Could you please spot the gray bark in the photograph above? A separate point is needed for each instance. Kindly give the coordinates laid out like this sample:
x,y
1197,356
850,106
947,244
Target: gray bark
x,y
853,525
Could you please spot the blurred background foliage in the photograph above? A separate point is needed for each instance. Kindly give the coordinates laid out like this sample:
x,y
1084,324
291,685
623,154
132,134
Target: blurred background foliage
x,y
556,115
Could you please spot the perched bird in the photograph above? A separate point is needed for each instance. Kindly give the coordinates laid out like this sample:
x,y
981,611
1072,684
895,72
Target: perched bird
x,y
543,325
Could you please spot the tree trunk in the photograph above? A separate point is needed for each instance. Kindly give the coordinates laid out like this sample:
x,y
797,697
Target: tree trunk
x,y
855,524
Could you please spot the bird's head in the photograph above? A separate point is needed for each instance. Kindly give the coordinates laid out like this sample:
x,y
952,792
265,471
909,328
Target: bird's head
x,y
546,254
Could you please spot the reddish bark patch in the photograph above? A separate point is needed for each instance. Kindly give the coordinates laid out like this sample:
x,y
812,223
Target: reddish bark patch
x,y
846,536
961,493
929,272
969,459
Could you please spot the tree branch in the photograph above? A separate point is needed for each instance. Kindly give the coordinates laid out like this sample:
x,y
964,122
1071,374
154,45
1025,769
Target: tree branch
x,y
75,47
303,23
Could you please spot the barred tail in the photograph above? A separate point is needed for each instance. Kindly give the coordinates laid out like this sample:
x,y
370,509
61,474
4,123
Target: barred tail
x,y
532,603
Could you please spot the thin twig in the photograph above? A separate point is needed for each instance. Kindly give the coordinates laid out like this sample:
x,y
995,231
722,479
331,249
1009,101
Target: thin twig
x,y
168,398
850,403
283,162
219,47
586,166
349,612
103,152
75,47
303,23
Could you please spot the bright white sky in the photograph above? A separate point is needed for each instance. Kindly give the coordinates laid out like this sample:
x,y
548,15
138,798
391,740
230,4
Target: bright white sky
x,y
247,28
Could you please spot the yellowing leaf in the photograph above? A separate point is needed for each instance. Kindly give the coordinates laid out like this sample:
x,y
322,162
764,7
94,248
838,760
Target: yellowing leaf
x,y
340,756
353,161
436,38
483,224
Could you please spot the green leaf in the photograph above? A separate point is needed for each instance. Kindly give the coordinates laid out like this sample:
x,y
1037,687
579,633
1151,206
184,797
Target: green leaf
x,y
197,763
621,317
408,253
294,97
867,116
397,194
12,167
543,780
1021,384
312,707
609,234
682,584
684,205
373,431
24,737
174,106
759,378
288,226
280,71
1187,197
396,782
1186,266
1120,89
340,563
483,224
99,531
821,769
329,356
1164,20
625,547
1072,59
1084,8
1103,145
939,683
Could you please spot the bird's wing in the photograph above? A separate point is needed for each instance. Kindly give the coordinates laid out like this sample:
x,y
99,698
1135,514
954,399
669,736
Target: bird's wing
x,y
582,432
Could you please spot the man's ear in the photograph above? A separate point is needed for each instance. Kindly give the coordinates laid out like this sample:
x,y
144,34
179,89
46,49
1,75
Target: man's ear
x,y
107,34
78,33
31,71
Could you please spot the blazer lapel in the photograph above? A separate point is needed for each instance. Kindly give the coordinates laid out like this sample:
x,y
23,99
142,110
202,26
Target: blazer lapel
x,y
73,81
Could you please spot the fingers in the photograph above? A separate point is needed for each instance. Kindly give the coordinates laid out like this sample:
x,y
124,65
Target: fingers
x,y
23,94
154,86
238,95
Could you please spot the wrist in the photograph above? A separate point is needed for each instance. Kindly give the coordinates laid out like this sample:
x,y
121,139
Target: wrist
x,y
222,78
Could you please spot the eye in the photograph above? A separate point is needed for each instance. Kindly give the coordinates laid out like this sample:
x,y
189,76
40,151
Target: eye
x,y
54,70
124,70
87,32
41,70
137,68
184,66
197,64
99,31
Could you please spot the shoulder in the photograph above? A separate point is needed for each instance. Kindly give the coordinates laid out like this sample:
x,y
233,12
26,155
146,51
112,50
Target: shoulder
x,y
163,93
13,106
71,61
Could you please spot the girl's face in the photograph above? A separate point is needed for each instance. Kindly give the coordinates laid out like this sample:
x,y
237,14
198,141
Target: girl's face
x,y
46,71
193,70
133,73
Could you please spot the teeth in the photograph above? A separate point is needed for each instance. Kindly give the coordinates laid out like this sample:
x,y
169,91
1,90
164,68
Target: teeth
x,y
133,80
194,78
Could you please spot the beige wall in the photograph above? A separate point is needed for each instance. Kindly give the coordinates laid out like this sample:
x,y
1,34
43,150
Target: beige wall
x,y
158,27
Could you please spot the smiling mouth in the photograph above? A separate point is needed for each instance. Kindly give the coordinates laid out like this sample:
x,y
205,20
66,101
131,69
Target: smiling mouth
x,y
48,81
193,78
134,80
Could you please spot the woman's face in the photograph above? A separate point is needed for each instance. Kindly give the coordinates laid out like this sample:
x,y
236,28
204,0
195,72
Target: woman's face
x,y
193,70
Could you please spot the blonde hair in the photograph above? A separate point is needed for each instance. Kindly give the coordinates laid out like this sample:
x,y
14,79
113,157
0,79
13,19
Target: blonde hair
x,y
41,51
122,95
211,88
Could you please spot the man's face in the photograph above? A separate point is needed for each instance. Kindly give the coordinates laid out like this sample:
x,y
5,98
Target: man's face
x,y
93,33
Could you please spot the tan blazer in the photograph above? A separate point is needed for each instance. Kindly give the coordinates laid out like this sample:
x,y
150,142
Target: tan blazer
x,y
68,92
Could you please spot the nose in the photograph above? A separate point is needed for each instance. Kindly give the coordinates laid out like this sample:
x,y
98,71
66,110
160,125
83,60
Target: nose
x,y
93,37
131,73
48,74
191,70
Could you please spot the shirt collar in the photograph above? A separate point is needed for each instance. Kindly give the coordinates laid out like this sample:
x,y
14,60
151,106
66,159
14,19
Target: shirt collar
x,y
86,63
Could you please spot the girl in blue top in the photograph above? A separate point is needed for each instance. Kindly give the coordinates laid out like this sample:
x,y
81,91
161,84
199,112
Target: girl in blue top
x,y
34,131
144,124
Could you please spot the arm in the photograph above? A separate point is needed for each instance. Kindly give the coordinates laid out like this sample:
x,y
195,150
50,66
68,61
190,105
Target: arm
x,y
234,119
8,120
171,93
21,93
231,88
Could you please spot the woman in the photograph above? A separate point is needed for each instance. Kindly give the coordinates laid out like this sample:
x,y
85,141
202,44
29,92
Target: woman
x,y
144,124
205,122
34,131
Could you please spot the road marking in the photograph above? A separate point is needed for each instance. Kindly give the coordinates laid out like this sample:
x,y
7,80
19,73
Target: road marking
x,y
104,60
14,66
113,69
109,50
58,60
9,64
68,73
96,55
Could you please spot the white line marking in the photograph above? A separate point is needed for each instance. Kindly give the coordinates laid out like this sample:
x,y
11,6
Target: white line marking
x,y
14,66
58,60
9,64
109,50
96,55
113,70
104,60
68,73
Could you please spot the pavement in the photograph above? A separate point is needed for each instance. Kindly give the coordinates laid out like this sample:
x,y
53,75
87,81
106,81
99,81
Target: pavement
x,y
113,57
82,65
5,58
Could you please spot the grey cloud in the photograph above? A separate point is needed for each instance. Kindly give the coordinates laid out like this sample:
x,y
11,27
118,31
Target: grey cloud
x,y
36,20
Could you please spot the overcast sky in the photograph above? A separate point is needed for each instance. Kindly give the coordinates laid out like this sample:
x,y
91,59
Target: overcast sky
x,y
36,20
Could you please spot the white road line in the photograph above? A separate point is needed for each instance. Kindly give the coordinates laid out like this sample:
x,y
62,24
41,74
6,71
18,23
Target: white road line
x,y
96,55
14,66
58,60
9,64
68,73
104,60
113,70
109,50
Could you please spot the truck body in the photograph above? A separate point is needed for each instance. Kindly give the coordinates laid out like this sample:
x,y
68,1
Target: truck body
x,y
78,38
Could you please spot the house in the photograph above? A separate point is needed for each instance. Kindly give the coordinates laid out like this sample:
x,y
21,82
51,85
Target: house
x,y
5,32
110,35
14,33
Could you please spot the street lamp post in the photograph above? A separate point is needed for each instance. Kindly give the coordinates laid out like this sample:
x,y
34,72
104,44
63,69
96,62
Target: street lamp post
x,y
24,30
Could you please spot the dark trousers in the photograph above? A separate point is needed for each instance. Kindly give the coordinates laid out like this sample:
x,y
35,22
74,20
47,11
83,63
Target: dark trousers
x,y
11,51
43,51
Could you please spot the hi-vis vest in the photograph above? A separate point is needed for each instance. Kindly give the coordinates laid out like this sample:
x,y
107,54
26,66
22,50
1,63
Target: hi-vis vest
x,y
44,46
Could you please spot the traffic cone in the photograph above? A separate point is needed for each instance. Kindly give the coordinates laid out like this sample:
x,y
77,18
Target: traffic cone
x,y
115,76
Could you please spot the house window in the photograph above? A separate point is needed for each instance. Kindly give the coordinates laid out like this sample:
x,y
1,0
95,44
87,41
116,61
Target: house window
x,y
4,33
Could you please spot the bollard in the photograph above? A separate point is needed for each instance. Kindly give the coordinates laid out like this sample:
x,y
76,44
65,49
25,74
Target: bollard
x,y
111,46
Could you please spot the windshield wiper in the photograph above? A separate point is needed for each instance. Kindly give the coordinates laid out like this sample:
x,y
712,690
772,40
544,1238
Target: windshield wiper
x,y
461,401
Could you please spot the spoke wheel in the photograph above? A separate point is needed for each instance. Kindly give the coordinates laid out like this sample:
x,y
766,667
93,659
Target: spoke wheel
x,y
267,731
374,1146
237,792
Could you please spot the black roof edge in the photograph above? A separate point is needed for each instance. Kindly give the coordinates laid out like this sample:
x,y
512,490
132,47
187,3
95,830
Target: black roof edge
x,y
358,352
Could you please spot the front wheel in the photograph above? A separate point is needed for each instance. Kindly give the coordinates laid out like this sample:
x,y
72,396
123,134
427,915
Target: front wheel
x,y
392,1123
|---|
» **Stated task**: Repeat word for word each line from the one with "Could you please spot the spoke" to the end of the records above, inclusive.

» **Answer to the exercise**:
Could you please spot the spoke wheel in the photograph above? A separate point is needed for each instance. Kindly give the coordinates laid out like this sample:
x,y
766,667
93,659
Target: spoke wheel
x,y
267,731
374,1146
237,792
Could you please spot the black roof edge in the photograph above? A separate point is needed for each instance. Kindly give the coordinates laid out like this sample:
x,y
512,490
132,47
187,3
95,830
Target: black roof edge
x,y
358,352
Could you please spot the front wheel in the photograph above? A separate point is needed for each instance. Kindly give the coordinates laid out like this sample:
x,y
72,396
123,134
427,915
Target: front wheel
x,y
392,1123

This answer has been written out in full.